Please write out the part of the scientific programming tips between "In the course" and "is your friend.", inclusive.

**PASSAGE PROVIDED:**
═══

In the course of doing scientific programming, we have learned certain things, often the hard way. May the tips here prevent that for you.
- Use version control: it's just much easier in the long run, especially if you are working with others. We use subversion, though if starting de novo, would probably use mercurial or git.
- Numerical issues such as the smallest magnitude double you can have in C++ or R are not arcana of programming you can ignore. In many phylogenetics problems, you will have very small number where this can matter, so know what to do with them and ideally how to avoid them.
- Non-invertible matrices are singularly annoying and can sometimes come up (i.e., with a variance-covariance matrix you are using to calculate likelihood under brownian motion). Pseudoinverse (pinv in some languages, Moore-Penrose Pseudoinverse in math-speak) is your friend.
- Be obsessive. If you are getting an error from a subroutine, or something works "most of the time", find out what the problem is. These things will reappear when you most need things to work. Worse, they can affect others who use your code.
- Reuse. Yes, you could write a new library to load phylogenetic trees and do linear algebra on matrices derived from them. Use an established library/package for this instead. They have already made most of the mistakes you are about to make, their code has been thoroughly tested by many other developers, and they are probably smarter than you are about many of the routines being implemented.
- Choose wisely. When you are choosing a language to use, unless you are an expert, look at the community around it. Are there lots of examples to learn from? People still actively developing in it? A way for technophobic users to make use of whatever you create? "apt-get" won't work for most.
- Comment. Will someone else be able to read your code? Will you be able to read your own code in a year?
- Open. You have benefited from others opening their code. Plus, science works based on learning from others' work. Hiding your source code is a bad idea.
- Functionality over prettiness. MrBayes is not a pretty piece of software. It doesn't have nice pull down menus. There is no dancing Clippy who will ask if you want him to diagnose convergence. But it has a thorough manual and built-in help. Biologists can use it to do work, and when it first came out, it was pretty unique in what it could do. It is better that programmers put effort into allowing things like morphological and amino acid characters than in things like making a pretty graphical interface -- more biology could be done. Note that there was enough help for regular people to use it -- they didn't have to parse the source code to learn how.

═══

[Items from a data source]
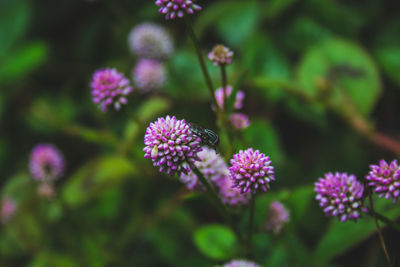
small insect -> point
(208, 137)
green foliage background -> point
(113, 208)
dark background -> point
(113, 208)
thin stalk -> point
(202, 62)
(385, 219)
(251, 218)
(224, 84)
(217, 200)
(381, 239)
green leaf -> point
(347, 68)
(231, 99)
(336, 240)
(266, 62)
(275, 7)
(387, 50)
(51, 258)
(216, 241)
(22, 61)
(234, 20)
(95, 177)
(14, 18)
(299, 200)
(179, 85)
(262, 135)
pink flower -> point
(171, 146)
(177, 8)
(219, 95)
(251, 171)
(239, 121)
(110, 87)
(340, 195)
(385, 179)
(46, 163)
(220, 55)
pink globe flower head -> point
(177, 8)
(239, 121)
(46, 163)
(149, 75)
(385, 179)
(171, 145)
(219, 96)
(110, 87)
(211, 165)
(8, 208)
(340, 195)
(251, 171)
(148, 40)
(231, 195)
(241, 263)
(220, 55)
(46, 190)
(278, 215)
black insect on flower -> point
(208, 137)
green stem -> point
(251, 218)
(201, 60)
(224, 84)
(385, 219)
(217, 200)
(381, 239)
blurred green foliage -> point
(305, 61)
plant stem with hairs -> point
(202, 62)
(217, 200)
(372, 212)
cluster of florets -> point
(149, 75)
(241, 263)
(219, 96)
(251, 171)
(340, 195)
(171, 145)
(177, 8)
(109, 87)
(151, 41)
(278, 215)
(211, 165)
(220, 55)
(215, 170)
(384, 178)
(239, 121)
(46, 163)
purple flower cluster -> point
(8, 208)
(219, 96)
(385, 179)
(220, 55)
(340, 195)
(46, 163)
(230, 194)
(251, 171)
(278, 215)
(149, 74)
(241, 263)
(171, 145)
(110, 87)
(177, 8)
(215, 170)
(151, 41)
(211, 165)
(239, 121)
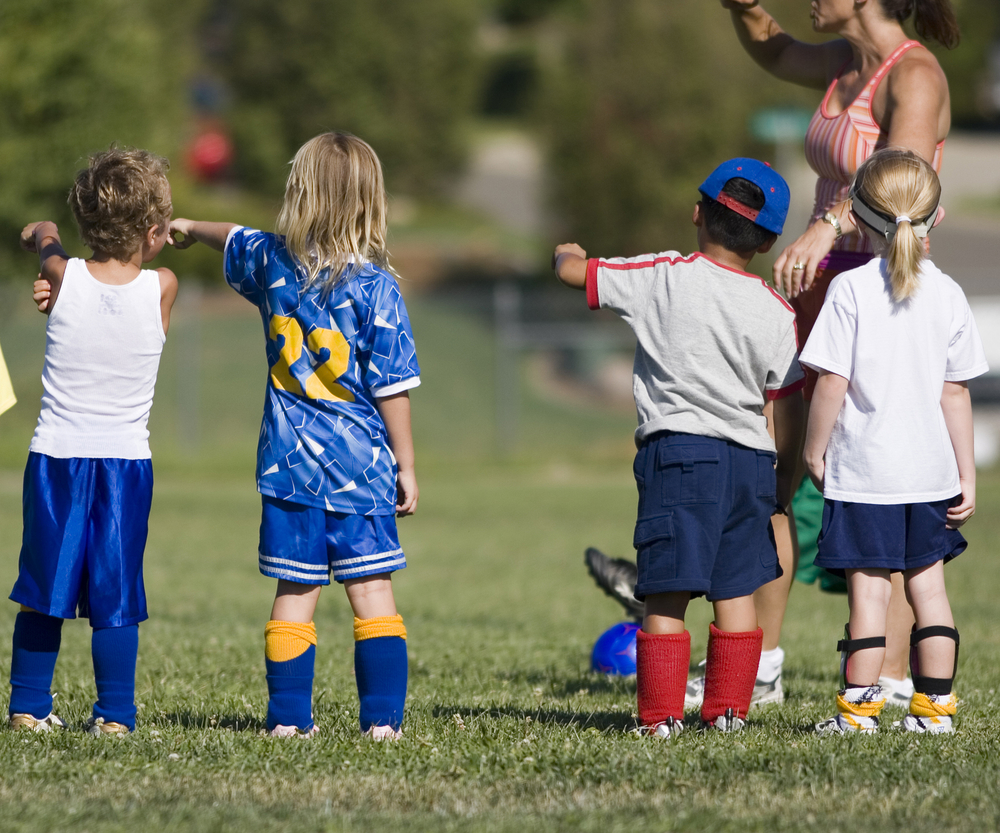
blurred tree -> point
(966, 64)
(75, 76)
(645, 97)
(402, 75)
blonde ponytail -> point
(896, 194)
(335, 208)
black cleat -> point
(616, 577)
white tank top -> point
(102, 351)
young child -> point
(88, 484)
(889, 441)
(335, 460)
(714, 345)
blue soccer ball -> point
(614, 651)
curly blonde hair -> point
(334, 213)
(118, 197)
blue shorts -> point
(306, 544)
(895, 537)
(85, 526)
(704, 521)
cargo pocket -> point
(655, 547)
(688, 474)
(766, 480)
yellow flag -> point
(7, 398)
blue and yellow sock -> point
(290, 657)
(114, 651)
(33, 662)
(380, 669)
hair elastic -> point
(885, 224)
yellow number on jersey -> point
(322, 381)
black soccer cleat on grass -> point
(616, 577)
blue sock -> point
(36, 646)
(380, 669)
(114, 651)
(290, 659)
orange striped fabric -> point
(836, 145)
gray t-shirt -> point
(713, 344)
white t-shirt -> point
(890, 444)
(102, 352)
(710, 341)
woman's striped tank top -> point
(837, 145)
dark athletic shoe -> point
(616, 577)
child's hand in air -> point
(28, 242)
(41, 291)
(570, 264)
(965, 509)
(182, 227)
(407, 492)
(567, 249)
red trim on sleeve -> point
(783, 392)
(593, 300)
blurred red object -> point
(210, 154)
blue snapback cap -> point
(776, 193)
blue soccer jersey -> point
(322, 441)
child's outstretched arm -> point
(570, 264)
(213, 235)
(395, 413)
(43, 239)
(957, 407)
(828, 399)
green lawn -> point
(507, 729)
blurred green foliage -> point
(75, 76)
(637, 98)
(400, 74)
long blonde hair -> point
(334, 213)
(903, 191)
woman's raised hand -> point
(795, 268)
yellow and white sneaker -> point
(932, 714)
(858, 709)
(99, 726)
(34, 724)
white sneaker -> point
(100, 726)
(897, 692)
(728, 722)
(383, 733)
(280, 731)
(764, 692)
(34, 724)
(665, 729)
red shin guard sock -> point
(730, 672)
(661, 661)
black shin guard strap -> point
(851, 645)
(931, 685)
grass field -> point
(507, 729)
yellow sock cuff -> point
(872, 708)
(923, 706)
(378, 626)
(287, 640)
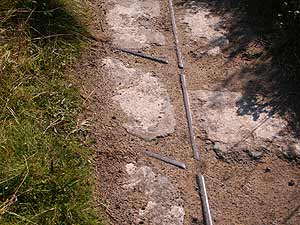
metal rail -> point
(166, 160)
(160, 60)
(174, 28)
(189, 116)
(204, 199)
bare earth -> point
(135, 105)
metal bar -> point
(160, 60)
(166, 160)
(189, 117)
(174, 28)
(204, 200)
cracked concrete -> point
(143, 98)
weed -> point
(45, 167)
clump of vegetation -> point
(282, 18)
(45, 164)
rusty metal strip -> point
(160, 60)
(166, 160)
(174, 28)
(189, 117)
(204, 200)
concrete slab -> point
(220, 114)
(164, 206)
(132, 23)
(144, 100)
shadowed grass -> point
(45, 162)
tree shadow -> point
(272, 86)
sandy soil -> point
(135, 105)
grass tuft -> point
(45, 164)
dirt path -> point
(137, 105)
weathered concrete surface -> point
(144, 100)
(219, 114)
(132, 23)
(164, 206)
(206, 28)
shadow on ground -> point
(271, 84)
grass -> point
(45, 161)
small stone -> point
(217, 146)
(208, 142)
(291, 183)
(214, 51)
(256, 155)
(293, 151)
(268, 170)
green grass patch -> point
(45, 161)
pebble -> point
(293, 151)
(268, 170)
(217, 146)
(291, 183)
(256, 155)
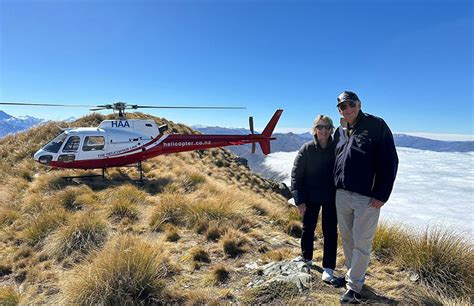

═══

**REPLY TO THE TASK:**
In the course of doing scientific programming, we have learned certain things, often the hard way. May the tips here prevent that for you.
- Use version control: it's just much easier in the long run, especially if you are working with others. We use subversion, though if starting de novo, would probably use mercurial or git.
- Numerical issues such as the smallest magnitude double you can have in C++ or R are not arcana of programming you can ignore. In many phylogenetics problems, you will have very small number where this can matter, so know what to do with them and ideally how to avoid them.
- Non-invertible matrices are singularly annoying and can sometimes come up (i.e., with a variance-covariance matrix you are using to calculate likelihood under brownian motion). Pseudoinverse (pinv in some languages, Moore-Penrose Pseudoinverse in math-speak) is your friend.